=== Directions ===
1 > Using the IDEEL laser drying article, answer:
(a) What drying process is the project meant to replace?
(b) By initial estimates, what share of the production costs of a 21700 cell does the drying step account for?
(c) What is the project's funding code?
2 > Copy the IDEEL laser drying article word for word, from "Research objectives" to "Laser Technology (ILT)".

=== Supplied text ===
☆ ☆ ☆
IDEEL

 

PEM Researches Laser Drying Process for More Economical Battery Production

Copyright: © Unsplash | Opt Lasers

In the joint project "IDEEL", the chair "Production Engineering of E-Mobility Components" (PEM) of RWTH Aachen University is working with numerous partners from research and industry to investigate the implementation of laser drying processes for the economical and ecological production of lithium-ion batteries. The project is funded by the federal government as part of the larger "Battery materials for future electromobile, stationary and other industry-relevant applications" (Battery 2020 Transfer) program. The "IDEEL" project's aim is to replace the convection drying process commonly used to date with a new type of process.

Less space and energy required

The corresponding laser drying process is expected to bring considerable savings in energy and space costs. In addition, the implementation of an inline sensor system is expected to enable continuous control of the temperature, which will allow less scrap in production. In the field of electrode production, costs have so far been largely determined by the energy-intensive production step of electrode drying. Conventionally, a convection oven is used for this. However, the lack of directionality of the heat input results in high heat losses. In addition, the oven process can only be monitored and controlled locally to a limited extent, which leads to rejects due to non-detectable inhomogeneities in the drying process. The "IDEEL" project therefore aims to transfer laser drying from laboratory scale to industrial scale.

Less CO₂, lower costs, cheaper electric vehicles

This requires interlocking investigations at the material and process levels. In particular, the upscaling of this novel process technology requires in-depth research into the material behavior under sudden and highly efficient energy input, and the material composition must be adapted accordingly. The desired significant reduction in the area and energy requirements of the drying step, while maintaining the same quality in electrode production, should save investment and operating costs. Ultimately, this should also result in significantly less CO₂ being required in battery cell production. The corresponding cost savings should benefit all end products such as electric cars, from which the consumer will profit.

New possibilities in energy control

According to initial estimates, the drying step at the Fraunhofer Research Institution for Battery Cell Production FFB in Münster accounts for around 29 percent of the production costs of a 21700 cell. More efficient energy injection using diode laser radiation makes it possible to reduce these costs, making battery cell production more attractive in European and global competition. The modular design and high temporal resolution controllability of the diode laser beam source is expected to open new possibilities in energy control during the drying step of electrode fabrication. Adjustment of the irradiated area and adjustment of the intensity fields should enable the process to respond flexibly to the fabrication of different material systems, electrode formats, layer thicknesses and throughputs. The gradual scaling of the process technology from proof of concept to industrial-scale demonstration will be accompanied by process simulation to address transition challenges at early stages.

 

The project

• "IDEEL": Implementation of Laser Drying Processes for Economical & Ecological Lithium-Ion Battery Production

Research objectives

• Implementation of laser drying processes for more economical production of lithium-ion batteries
• Implementation of inline sensor technology for continuous temperature control for reduced production waste
• Process simulation for stepwise scaling of process technology from proof of concept to industrial scale demonstration

Research and project partners

PEM of RWTH Aachen University
Münster Electrochemical Energy Technology (MEET) (WWU Münster)
Fraunhofer Research Institution for Battery Cell Production FFB
Fraunhofer Institute for Laser Technology (ILT)
Laserline Gesellschaft für Entwicklung und Vertrieb von Diodenlasern mbH
COATEMA Coating Machinery GmbH
Optris GmbH

Duration

• 10/01/2021 through 09/30/2024

Project management

Projektträger Jülich (PtJ)

Funding code

• 03XP0414D

Grantor

Federal Ministry of Education and Research (BMBF)
☆ ☆ ☆
=== Point placement records ===
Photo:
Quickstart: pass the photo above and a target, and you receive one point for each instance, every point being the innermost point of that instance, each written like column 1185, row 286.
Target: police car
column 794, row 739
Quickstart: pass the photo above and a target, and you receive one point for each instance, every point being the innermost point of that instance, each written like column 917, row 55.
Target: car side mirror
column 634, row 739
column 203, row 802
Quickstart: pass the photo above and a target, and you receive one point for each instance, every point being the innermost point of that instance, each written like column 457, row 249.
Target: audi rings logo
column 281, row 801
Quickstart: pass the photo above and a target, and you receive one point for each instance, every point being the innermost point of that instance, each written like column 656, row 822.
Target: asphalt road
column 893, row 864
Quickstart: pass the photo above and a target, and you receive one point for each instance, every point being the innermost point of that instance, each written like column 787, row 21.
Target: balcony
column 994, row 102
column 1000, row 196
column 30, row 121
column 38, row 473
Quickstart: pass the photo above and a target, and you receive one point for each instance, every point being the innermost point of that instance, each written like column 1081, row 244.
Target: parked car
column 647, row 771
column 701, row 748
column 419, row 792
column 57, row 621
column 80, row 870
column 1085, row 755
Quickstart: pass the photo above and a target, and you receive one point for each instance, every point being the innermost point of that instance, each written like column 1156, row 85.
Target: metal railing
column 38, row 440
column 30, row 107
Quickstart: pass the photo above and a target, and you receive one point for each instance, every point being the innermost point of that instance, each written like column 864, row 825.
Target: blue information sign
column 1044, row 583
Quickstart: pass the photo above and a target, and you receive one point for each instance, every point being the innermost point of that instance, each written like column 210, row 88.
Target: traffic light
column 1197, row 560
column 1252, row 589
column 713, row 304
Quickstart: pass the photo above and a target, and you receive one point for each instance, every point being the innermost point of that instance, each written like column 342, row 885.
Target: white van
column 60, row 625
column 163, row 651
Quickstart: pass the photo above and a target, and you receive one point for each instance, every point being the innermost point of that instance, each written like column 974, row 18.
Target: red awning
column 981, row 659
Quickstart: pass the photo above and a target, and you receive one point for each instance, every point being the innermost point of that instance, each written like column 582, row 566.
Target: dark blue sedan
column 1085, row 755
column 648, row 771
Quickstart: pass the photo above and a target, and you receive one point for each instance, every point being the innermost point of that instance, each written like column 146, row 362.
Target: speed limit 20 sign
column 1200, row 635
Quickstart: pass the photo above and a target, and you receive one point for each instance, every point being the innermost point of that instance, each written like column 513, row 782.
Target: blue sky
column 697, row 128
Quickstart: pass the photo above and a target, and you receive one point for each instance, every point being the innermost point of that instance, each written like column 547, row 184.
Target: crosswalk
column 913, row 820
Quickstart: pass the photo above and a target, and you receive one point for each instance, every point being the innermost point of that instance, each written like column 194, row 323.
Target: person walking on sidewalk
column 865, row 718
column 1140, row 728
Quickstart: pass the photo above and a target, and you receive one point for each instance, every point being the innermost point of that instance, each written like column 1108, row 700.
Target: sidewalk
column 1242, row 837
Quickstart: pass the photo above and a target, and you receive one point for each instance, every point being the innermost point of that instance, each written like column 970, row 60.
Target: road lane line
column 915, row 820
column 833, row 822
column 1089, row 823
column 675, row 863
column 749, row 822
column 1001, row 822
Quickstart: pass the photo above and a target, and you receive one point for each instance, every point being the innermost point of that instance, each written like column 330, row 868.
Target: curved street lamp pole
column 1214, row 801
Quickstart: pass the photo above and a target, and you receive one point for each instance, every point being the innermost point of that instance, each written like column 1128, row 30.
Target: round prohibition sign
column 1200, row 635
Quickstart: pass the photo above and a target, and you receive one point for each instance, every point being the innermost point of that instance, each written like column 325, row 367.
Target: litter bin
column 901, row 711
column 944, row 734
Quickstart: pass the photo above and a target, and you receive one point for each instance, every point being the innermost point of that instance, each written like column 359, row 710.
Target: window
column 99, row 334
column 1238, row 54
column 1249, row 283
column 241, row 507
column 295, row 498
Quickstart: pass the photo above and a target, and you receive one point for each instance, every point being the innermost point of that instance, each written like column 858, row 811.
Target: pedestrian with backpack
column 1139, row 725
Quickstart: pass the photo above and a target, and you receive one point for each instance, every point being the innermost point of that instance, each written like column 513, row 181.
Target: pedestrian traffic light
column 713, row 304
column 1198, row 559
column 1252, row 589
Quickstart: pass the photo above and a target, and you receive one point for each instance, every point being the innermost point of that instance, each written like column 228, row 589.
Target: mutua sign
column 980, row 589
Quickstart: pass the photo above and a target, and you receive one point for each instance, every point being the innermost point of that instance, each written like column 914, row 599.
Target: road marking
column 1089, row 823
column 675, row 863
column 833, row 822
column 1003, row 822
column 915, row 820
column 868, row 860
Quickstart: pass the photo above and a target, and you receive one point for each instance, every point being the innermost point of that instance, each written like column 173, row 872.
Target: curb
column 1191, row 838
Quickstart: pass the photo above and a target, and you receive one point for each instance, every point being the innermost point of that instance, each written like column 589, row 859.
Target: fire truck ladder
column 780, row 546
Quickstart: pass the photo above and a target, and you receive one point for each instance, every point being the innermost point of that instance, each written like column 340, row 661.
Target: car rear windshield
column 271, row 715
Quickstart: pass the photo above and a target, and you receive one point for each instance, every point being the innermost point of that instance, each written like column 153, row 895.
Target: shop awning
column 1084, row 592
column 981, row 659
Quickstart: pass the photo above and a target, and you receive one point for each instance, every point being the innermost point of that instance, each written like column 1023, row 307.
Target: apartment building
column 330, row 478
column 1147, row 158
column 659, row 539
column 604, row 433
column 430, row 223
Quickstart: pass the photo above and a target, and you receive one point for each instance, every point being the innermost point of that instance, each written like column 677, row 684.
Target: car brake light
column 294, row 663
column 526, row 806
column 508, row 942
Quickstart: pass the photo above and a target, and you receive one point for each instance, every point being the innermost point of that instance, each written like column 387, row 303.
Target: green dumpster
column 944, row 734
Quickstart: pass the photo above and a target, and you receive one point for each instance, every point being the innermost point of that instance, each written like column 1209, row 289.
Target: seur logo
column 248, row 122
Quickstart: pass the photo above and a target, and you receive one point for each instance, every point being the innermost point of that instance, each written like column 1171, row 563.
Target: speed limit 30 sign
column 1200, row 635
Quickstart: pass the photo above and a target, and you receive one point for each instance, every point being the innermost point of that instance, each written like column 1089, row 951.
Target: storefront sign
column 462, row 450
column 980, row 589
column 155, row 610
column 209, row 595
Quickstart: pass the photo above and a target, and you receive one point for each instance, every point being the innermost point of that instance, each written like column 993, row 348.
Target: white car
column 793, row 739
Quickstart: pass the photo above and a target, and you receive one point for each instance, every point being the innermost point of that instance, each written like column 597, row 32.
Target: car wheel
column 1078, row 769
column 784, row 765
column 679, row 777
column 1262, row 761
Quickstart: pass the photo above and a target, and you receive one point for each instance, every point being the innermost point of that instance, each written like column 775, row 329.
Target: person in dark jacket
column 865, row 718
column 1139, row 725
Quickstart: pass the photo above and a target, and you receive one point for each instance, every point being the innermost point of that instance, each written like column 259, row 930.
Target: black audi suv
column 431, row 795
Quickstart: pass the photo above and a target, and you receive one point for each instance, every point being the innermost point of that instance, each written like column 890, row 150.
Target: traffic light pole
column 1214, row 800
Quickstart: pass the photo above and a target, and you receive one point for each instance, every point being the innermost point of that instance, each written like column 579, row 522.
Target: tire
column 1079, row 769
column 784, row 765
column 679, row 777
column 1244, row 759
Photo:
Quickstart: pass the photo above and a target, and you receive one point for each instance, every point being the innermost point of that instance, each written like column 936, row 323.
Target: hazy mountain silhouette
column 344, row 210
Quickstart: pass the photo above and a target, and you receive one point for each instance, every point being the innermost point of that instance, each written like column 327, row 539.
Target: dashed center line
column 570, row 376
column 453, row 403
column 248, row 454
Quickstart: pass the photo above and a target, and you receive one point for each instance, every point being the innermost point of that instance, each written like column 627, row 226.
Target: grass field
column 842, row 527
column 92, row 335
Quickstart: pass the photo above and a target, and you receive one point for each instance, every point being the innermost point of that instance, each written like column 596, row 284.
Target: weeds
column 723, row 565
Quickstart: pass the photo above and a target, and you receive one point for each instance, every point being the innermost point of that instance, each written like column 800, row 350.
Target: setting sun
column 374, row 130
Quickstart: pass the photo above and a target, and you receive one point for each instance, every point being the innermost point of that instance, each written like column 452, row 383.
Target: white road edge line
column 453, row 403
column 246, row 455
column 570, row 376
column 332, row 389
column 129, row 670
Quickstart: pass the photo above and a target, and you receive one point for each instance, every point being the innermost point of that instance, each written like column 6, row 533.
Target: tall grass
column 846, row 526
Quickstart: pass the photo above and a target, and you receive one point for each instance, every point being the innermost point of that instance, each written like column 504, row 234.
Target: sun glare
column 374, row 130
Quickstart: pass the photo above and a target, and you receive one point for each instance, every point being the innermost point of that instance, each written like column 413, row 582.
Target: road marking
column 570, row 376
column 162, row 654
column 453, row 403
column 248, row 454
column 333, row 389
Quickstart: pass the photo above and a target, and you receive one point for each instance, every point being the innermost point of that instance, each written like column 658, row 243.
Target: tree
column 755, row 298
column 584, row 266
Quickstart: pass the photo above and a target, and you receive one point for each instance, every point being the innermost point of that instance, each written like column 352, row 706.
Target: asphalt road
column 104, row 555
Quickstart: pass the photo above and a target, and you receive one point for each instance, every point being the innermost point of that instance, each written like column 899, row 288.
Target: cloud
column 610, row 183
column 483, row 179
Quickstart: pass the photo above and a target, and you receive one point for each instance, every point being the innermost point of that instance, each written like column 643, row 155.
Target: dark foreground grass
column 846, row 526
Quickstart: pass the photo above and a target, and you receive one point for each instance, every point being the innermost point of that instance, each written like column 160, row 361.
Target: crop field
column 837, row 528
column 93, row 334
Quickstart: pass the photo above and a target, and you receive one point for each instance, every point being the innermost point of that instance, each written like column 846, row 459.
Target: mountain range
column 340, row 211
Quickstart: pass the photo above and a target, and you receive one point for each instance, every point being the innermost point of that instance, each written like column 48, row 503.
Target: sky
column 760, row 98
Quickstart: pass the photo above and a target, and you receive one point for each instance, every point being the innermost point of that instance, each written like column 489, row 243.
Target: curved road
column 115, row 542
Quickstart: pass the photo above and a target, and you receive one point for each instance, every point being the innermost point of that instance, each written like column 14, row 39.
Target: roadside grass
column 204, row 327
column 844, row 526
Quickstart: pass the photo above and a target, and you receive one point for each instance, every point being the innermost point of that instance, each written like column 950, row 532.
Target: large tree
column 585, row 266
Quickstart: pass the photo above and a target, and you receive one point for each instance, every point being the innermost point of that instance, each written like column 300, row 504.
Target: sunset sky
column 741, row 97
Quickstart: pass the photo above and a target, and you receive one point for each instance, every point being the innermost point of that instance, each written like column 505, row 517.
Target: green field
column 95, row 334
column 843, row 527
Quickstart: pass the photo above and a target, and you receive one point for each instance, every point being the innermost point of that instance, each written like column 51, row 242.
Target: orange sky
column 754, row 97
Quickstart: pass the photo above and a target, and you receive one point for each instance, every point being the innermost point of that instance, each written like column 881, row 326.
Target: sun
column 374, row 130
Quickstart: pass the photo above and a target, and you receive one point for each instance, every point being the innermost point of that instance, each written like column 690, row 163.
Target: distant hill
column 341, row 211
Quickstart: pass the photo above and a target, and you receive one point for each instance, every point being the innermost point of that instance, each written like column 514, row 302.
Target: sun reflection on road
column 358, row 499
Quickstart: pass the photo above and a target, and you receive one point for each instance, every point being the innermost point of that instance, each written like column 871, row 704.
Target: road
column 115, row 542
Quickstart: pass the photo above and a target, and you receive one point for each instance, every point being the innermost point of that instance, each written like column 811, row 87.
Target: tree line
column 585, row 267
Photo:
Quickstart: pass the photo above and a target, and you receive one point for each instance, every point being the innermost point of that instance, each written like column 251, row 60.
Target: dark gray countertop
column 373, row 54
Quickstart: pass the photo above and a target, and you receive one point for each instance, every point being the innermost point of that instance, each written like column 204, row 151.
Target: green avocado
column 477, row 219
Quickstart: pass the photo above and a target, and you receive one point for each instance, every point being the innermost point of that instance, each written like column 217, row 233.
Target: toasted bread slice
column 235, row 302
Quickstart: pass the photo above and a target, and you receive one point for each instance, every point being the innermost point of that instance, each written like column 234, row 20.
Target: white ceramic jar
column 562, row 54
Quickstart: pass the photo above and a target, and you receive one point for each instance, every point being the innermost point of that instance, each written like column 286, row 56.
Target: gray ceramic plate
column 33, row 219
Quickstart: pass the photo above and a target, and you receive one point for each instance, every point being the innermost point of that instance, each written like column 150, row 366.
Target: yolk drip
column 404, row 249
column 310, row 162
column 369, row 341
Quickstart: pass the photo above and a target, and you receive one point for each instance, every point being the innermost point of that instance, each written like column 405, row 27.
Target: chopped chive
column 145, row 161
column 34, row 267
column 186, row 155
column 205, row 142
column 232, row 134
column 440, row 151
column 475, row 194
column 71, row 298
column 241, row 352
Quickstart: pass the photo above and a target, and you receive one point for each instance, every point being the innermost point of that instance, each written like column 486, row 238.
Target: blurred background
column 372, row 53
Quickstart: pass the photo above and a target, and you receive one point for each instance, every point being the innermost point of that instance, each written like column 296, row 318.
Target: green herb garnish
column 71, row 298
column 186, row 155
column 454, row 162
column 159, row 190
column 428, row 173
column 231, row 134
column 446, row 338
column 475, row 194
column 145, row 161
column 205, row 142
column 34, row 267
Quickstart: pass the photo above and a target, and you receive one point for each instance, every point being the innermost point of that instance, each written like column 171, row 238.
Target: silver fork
☆ ☆ ☆
=== Outputs in order ===
1 >
(a) The convection drying process
(b) Around 29 percent
(c) 03XP0414D

2 >
Research objectives

• Implementation of laser drying processes for more economical production of lithium-ion batteries
• Implementation of inline sensor technology for continuous temperature control for reduced production waste
• Process simulation for stepwise scaling of process technology from proof of concept to industrial scale demonstration

Research and project partners

PEM of RWTH Aachen University
Münster Electrochemical Energy Technology (MEET) (WWU Münster)
Fraunhofer Research Institution for Battery Cell Production FFB
Fraunhofer Institute for Laser Technology (ILT)